Text extract:
☆ ☆ ☆

Bills Digest No. 8  1999-2000 Superannuation (Unclaimed Money and Lost Members) Bill 1999

Numerical Index | Alphabetical Index

This Digest was prepared for debate. It reflects the legislation as introduced and does not canvass subsequent amendments. This Digest does not have any official legal status. Other sources should be consulted to determine the subsequent official status of the Bill.


Passage History
Main Provisions
Concluding Comments
Contact Officer & Copyright Details

Passage History

Superannuation (Unclaimed Money and Lost Members) Bill 1999

Date Introduced: 30 June 1999

House: House of Representatives

Portfolio: Treasury

Commencement: Royal Assent



  • consolidate existing provisions relating to the notification and payment of unclaimed superannuation money, and the notification of lost members of superannuation entities
  • reduce from two to one the number of Commonwealth entities involved in unclaimed money and lost members; and
  • provide that for State/Territory authorities to be able to collect unclaimed money they must operate under laws that meet similar requirements to those applicable to the proposed single Commonwealth entity involved in the area.

☆ ☆ ☆

Listed entries:

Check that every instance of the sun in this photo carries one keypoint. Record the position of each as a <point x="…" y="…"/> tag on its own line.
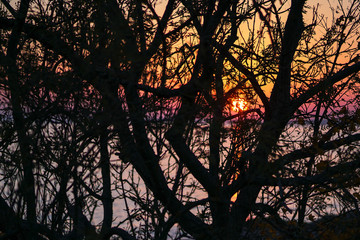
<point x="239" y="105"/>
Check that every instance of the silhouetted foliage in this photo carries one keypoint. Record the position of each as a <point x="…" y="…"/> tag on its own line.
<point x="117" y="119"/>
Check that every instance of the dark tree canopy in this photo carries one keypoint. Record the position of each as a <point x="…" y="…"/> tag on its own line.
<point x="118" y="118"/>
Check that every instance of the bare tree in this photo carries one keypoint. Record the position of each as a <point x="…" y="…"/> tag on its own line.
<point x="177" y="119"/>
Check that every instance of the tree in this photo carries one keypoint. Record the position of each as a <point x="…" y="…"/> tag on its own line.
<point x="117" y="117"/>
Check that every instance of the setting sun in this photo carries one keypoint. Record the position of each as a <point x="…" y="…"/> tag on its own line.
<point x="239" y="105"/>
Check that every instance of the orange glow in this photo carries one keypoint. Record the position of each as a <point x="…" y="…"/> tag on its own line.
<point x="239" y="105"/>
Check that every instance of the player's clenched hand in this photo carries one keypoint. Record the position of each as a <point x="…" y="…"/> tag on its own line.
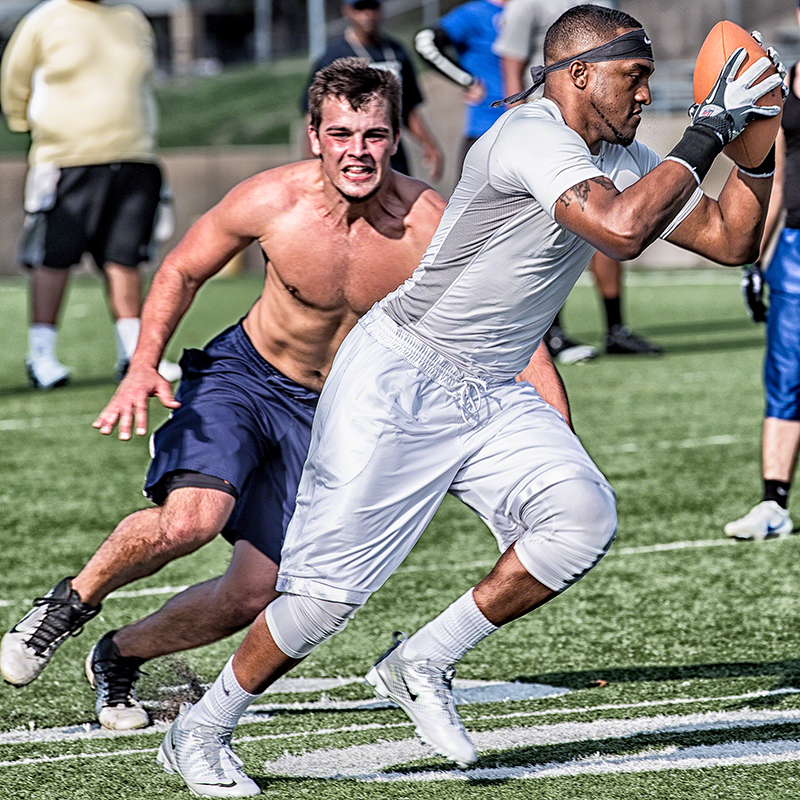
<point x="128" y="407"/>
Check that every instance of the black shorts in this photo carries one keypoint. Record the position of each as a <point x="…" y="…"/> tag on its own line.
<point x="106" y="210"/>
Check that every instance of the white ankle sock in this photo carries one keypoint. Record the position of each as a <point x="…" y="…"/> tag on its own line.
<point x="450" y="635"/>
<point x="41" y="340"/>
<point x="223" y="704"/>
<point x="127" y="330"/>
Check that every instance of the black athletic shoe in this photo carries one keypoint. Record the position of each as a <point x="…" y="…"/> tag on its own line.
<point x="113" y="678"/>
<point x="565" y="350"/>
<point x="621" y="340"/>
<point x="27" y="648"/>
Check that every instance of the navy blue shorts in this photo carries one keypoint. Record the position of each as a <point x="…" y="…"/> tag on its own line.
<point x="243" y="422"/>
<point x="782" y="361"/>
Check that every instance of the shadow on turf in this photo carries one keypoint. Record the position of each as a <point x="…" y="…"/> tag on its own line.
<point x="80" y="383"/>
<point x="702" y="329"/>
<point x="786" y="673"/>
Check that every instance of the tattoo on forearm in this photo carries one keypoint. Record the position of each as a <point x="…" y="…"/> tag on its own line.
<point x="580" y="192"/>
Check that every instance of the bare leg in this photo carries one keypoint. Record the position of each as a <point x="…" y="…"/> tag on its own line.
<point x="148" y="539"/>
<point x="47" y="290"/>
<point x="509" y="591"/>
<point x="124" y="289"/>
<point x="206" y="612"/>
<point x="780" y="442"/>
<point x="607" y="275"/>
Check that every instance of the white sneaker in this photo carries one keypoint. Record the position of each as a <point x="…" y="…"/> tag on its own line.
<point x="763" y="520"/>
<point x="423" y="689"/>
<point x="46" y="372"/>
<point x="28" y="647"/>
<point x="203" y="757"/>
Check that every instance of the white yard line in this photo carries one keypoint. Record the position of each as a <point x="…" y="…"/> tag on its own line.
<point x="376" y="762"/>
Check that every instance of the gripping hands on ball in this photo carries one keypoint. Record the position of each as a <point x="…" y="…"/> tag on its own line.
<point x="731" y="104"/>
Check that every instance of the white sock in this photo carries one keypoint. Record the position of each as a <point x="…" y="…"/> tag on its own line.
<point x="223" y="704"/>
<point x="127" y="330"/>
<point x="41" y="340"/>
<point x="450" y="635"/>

☆ ☆ ☆

Required task 1: Summarize the superannuation digest in two sentences.
Required task 2: Resume the superannuation digest from its final bullet point.
The entries are separate material and have no connection to the superannuation digest.

Written response 1: Bills Digest No. 8 of 1999-2000 covers the Superannuation (Unclaimed Money and Lost Members) Bill 1999, which was introduced in the House of Representatives on 30 June 1999 under the Treasury portfolio and commences on Royal Assent. The bill would consolidate existing provisions on unclaimed superannuation money and lost members, reduce the Commonwealth entities involved in this area from two to one, and require State/Territory authorities collecting unclaimed money to operate under laws meeting requirements similar to those applying to that single Commonwealth entity.

Written response 2:
The concepts of unclaimed money and lost members are defined for superannuation funds (which for the purposes of this Digest includes approved deposit funds) in the Superannuation Industry (Supervision) Act 1993 (SIS) and its regulations and for Retirement Savings Accounts (RSA) in the Retirement Savings Accounts Act 1997 and its regulations. The definitions of the terms are substantially the same for both superannuation funds and RSAs.

Unclaimed monies occur where a superannuation fund or RSA provider holds money on behalf of a member/account holder and:

  • the person has reached eligibility age for the aged pension (currently 65 for males and 61.5 increasing to 65 in 2013 for females)
  • under the terms of the fund/RSA a benefit, other than a pension, is payable to the person
  • the member/RSA holder has not contacted the fund/RSA provider to have the benefit paid, and
  • after taking reasonable steps to find the person, the superannuation fund/RSA provider is unable to pay the benefit as they cannot locate the person.

If the member/RSA holder has died, the same rules apply with the superannuation fund/RSA provider having to take reasonable steps to locate the beneficiary entitled to the benefit.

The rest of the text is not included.